» **DIE AUFGABE**
Kannst du aus dem Text unten über die Aserbaidschan-Resolution des Europäischen Parlaments alles von „Das Europäische Parlament verurteilt“ bis hinunter zu „und Pressefreiheit beklagt.“ wortgetreu wiedergeben?

Jugendliche bei der Beerdigung des aserbaidschanischen LGBT-Aktivisten Isa Shahmarli im Januar 2014
- 14. September 2015, 12:53h 3 Min.
Das Europäische Parlament verurteilt eine "beispiellose Unterdrückung der Zivilgesellschaft" des Landes.
Von Norbert Blech
Das Europäische Parlament hat mit einer am Donnerstag beschlossenen Resolution ausgesprochen deutlich kritisiert, "dass sich die allgemeine Menschenrechtslage in Aserbaidschan in den vergangenen Jahren immer weiter verschlechtert hat und führende Persönlichkeiten nichtstaatlicher Organisationen, Menschenrechtsverfechter, Journalisten und sonstige Vertreter der Zivilgesellschaft immer stärker eingeschüchtert und unterdrückt und strafrechtlich immer häufiger verfolgt wurden".
In dem lesenswerten Dokument wird unter anderem die Freilassung von etlichen Oppositionellen, Menschenrechtlern und Journalisten gefordert und das Verbot von Demonstrationen und die Einschränkung von Meinungs- und Pressefreiheit beklagt.
In einem Unterpunkt zeigt sich die EU "zutiefst besorgt über die Lage von lesbischen, schwulen, bi-, trans- und intersexuellen Personen (LGBTI-Personen) in Aserbaidschan" und "verurteilt aufs Schärfste politische Hassreden aus den höchsten Kreisen gegen LGBTI-Personen". Sie fordert die Regierung Aserbaidschans auf, "Menschenrechtsverfechter, die sich für die Rechte von LGBTI-Personen einsetzen, nicht länger zu behindern und einzuschüchtern".

» **AUSZÜGE DER ZEILEN**
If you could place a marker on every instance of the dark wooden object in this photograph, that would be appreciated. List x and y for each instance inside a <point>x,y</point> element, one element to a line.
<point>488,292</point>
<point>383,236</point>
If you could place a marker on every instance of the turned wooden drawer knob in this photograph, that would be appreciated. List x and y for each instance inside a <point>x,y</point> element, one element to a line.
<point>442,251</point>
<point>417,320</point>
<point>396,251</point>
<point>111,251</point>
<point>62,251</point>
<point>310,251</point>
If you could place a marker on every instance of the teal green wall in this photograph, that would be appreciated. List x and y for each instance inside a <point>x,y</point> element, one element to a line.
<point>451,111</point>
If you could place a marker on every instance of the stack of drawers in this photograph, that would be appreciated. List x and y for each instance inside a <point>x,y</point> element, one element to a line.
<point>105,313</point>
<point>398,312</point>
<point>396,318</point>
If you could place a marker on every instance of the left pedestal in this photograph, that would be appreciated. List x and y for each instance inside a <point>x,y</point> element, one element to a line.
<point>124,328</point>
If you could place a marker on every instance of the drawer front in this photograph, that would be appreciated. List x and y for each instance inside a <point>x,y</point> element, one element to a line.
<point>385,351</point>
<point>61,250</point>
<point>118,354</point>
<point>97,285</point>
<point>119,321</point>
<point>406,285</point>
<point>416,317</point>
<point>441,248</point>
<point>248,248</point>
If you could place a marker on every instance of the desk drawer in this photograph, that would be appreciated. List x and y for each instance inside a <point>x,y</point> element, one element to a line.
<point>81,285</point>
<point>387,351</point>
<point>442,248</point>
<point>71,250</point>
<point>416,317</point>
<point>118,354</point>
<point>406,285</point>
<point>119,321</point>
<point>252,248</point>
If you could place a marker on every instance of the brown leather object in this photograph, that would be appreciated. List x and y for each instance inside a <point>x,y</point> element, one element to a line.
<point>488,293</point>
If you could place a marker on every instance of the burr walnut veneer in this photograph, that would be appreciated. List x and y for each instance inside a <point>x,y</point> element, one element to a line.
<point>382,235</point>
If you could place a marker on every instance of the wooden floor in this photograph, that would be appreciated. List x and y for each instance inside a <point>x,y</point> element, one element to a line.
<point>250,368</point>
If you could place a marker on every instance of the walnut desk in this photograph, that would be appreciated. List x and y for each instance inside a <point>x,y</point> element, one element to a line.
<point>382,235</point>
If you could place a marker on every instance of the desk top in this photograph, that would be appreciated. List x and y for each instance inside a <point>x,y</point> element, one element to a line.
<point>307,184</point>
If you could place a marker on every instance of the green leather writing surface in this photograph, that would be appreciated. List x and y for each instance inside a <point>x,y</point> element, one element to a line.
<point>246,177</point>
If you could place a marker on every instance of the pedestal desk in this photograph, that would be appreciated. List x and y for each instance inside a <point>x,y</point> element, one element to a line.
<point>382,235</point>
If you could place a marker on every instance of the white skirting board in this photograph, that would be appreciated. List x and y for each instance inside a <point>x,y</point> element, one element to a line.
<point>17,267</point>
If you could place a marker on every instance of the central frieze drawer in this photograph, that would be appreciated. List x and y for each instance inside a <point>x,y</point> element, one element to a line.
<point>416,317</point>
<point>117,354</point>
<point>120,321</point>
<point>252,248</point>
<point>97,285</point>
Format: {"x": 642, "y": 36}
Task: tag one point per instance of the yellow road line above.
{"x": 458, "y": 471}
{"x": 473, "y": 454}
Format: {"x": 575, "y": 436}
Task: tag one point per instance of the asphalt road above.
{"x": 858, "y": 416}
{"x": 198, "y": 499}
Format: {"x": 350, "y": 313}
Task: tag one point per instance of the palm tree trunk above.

» **ERGEBNIS DER ÜBUNG**
Das Europäische Parlament verurteilt eine "beispiellose Unterdrückung der Zivilgesellschaft" des Landes.
Von Norbert Blech
Das Europäische Parlament hat mit einer am Donnerstag beschlossenen Resolution ausgesprochen deutlich kritisiert, "dass sich die allgemeine Menschenrechtslage in Aserbaidschan in den vergangenen Jahren immer weiter verschlechtert hat und führende Persönlichkeiten nichtstaatlicher Organisationen, Menschenrechtsverfechter, Journalisten und sonstige Vertreter der Zivilgesellschaft immer stärker eingeschüchtert und unterdrückt und strafrechtlich immer häufiger verfolgt wurden".
In dem lesenswerten Dokument wird unter anderem die Freilassung von etlichen Oppositionellen, Menschenrechtlern und Journalisten gefordert und das Verbot von Demonstrationen und die Einschränkung von Meinungs- und Pressefreiheit beklagt.